◆ **The exercise**: Can you reproduce, word for word, the part of the piece on Peru starting with "So much of this" and going on through "arrangement of trees."?

◆ **Text excerpt**:

Peru in Focus
So many blends of life, nature
- Adam R. Cole // January 1, 2009
The country is a blend of landscapes: coastal, mountains, jungle. Its urban centers brim with intensity in the mix of the market exchange, people moving from place to place, and the natural flow of life in motion. The people here are display a unique history and heritage either stemming from two the once-dominant Incas or from when the Spanish set precedence over this land. Though there is diversity, there is unity. Like the marketplace full of faces and wares, Peru harnesses it all, and creates an attachment in those who visit to that unique history and heritage.
So much of this land here is open space, uninhabited by man, left available for nature to display it’s magnificence. The mountain landscapes stretch everywhere the mind can wander. In passing from one city to another, one gets a full view of the multitude of valleys filled with greenery and an almost artistic arrangement of trees.

◆ **Pointing and labeling entries**:
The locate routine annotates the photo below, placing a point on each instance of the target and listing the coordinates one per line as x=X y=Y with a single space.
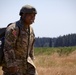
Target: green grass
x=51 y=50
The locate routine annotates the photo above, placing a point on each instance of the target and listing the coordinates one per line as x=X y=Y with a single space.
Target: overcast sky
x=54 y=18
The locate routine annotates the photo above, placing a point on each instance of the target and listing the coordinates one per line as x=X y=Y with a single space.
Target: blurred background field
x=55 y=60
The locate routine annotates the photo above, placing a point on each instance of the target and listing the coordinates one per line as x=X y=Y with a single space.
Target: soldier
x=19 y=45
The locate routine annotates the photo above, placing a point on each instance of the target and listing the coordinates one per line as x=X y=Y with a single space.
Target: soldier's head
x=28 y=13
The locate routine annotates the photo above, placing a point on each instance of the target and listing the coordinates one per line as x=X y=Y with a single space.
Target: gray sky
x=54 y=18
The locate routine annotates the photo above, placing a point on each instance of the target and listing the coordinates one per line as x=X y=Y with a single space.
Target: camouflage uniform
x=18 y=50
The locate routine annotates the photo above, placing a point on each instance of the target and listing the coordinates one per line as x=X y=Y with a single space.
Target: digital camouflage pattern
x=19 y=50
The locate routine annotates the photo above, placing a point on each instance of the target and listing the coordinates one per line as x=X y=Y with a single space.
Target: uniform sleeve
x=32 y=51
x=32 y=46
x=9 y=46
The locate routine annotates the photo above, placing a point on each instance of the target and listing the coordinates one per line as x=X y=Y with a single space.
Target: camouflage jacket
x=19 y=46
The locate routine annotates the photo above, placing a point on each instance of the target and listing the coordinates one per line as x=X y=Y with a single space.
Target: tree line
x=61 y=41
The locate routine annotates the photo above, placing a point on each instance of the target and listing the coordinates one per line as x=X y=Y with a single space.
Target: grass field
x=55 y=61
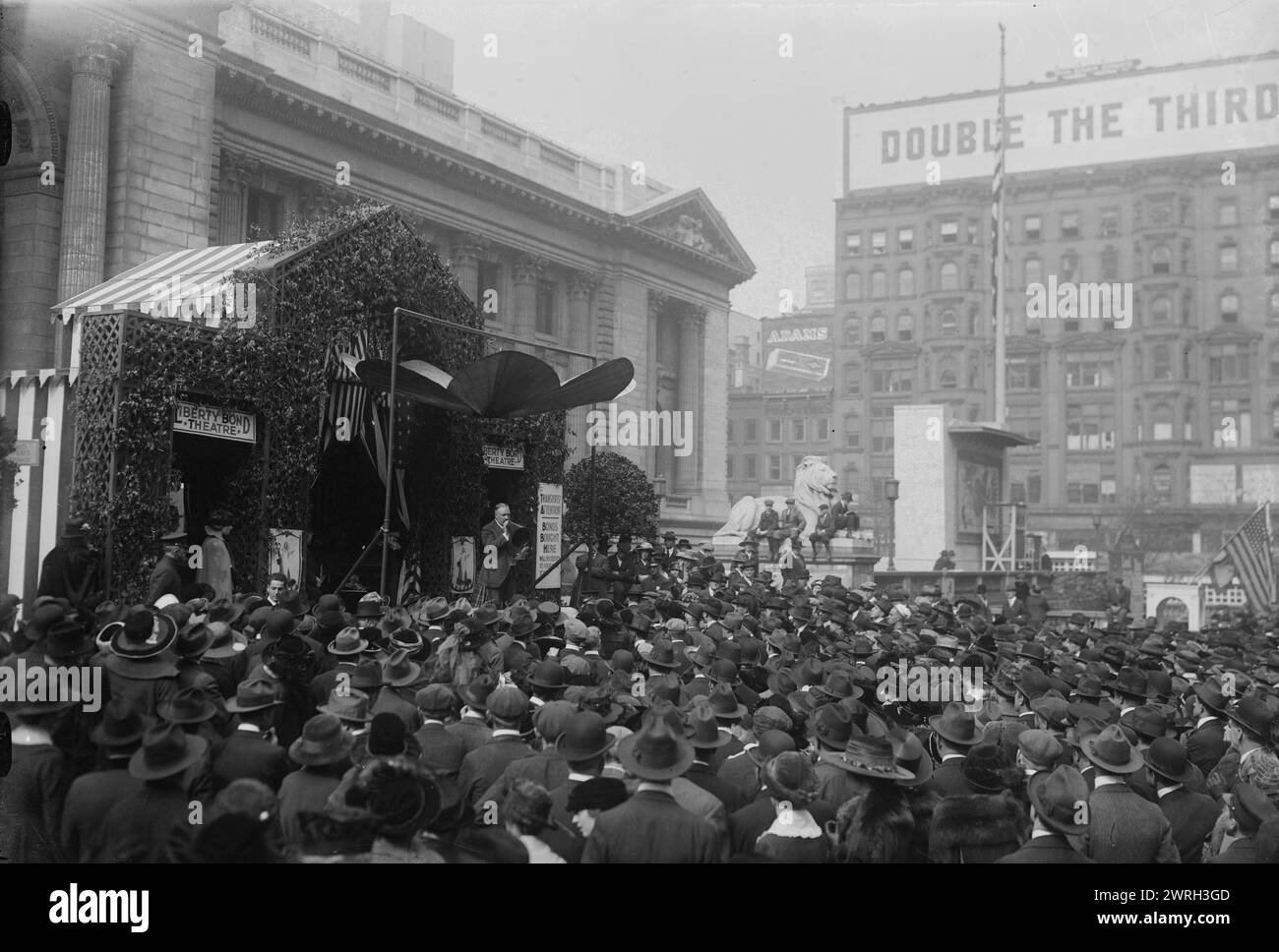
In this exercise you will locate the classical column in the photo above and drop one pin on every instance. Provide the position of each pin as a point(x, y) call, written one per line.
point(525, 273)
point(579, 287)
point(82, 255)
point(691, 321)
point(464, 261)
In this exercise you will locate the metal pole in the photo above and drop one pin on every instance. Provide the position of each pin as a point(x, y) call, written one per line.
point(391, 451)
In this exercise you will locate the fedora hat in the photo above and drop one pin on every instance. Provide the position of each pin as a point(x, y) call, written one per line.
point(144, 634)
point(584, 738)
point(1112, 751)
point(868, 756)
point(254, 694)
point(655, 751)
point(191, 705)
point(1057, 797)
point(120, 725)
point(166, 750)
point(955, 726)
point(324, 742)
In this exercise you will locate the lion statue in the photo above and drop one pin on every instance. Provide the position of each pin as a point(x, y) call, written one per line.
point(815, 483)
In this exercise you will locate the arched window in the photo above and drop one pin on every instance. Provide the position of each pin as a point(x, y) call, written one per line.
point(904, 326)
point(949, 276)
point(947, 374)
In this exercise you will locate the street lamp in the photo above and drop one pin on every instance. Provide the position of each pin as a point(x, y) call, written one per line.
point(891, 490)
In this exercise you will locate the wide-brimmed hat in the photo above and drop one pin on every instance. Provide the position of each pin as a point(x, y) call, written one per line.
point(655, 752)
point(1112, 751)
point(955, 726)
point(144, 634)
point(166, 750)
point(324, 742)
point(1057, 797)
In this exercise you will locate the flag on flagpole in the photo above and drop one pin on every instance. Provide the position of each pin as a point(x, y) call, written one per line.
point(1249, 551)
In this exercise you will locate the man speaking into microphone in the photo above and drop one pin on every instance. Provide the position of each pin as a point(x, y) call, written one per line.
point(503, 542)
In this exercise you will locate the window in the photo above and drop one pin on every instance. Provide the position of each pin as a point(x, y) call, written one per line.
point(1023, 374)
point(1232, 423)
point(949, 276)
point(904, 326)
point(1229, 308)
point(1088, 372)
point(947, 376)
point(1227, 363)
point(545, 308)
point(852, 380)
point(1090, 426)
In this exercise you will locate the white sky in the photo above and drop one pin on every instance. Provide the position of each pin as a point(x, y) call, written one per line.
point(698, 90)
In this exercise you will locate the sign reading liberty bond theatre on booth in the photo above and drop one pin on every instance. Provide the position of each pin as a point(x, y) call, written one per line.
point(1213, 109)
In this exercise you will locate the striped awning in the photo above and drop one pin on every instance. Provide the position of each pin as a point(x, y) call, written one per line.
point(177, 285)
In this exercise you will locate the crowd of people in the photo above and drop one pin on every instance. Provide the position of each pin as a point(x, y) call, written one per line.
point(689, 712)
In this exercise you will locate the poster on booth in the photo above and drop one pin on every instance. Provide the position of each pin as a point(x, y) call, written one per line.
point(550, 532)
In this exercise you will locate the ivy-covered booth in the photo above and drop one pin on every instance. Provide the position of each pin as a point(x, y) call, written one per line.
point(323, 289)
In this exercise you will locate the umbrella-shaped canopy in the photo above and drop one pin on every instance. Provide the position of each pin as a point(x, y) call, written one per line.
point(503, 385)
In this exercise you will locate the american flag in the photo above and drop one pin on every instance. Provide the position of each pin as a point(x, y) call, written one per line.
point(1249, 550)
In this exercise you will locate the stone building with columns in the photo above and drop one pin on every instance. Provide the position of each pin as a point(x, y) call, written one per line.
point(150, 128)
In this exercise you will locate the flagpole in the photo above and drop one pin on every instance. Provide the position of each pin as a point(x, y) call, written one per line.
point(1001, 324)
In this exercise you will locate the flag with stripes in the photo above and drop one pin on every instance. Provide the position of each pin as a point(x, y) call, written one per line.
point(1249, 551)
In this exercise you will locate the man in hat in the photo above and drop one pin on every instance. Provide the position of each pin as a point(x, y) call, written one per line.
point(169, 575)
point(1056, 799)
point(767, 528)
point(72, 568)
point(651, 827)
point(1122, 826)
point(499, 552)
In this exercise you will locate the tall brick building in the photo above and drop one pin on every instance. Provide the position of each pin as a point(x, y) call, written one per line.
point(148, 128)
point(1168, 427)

◆ **Task answer**:
So much of this land here is open space, uninhabited by man, left available for nature to display it’s magnificence. The mountain landscapes stretch everywhere the mind can wander. In passing from one city to another, one gets a full view of the multitude of valleys filled with greenery and an almost artistic arrangement of trees.